[Dataset entries]

+++++

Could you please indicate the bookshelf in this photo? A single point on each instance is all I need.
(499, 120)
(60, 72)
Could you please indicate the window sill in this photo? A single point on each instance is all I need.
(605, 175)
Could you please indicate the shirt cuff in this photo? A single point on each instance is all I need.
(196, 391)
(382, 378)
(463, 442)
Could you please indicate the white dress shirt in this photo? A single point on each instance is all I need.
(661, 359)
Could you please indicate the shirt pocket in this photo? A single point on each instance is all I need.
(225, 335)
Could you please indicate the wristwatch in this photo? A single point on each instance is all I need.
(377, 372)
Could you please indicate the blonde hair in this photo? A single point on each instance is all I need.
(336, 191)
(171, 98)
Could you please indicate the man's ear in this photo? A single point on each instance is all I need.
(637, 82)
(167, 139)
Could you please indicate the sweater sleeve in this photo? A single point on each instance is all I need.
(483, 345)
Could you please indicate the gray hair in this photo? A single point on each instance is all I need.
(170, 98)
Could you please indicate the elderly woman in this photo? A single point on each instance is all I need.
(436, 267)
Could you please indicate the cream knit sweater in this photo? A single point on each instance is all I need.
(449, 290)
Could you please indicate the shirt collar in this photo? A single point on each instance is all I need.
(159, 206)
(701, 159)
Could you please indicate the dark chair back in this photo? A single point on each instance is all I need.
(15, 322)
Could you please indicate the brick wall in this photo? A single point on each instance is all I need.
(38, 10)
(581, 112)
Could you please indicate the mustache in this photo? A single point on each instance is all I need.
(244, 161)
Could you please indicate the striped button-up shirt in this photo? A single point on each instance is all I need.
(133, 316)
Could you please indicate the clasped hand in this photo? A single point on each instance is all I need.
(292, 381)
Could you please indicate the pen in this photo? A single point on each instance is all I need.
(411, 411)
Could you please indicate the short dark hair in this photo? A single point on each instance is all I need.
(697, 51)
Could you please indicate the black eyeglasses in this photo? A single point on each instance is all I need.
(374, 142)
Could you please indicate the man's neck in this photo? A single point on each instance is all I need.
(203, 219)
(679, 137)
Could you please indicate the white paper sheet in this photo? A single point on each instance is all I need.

+++++

Output nothing but the line containing "Could you please indicate the pen" and each line after it in the entries above, exactly as written.

Could you please indicate the pen in this photo? A single point on each instance is all I need.
(411, 411)
Could you please indicate the short dark hair in this photo? A single point on each instance is all I need.
(697, 51)
Could you please indicate the black eyeglasses in this photo? A single point on each instance is all I need.
(374, 142)
Could you please indicate the man's neck in this photo? A single point on each instance is all I need.
(203, 219)
(679, 137)
Could you please indicate the white paper sheet in this photo? A single point on each instance is all I need.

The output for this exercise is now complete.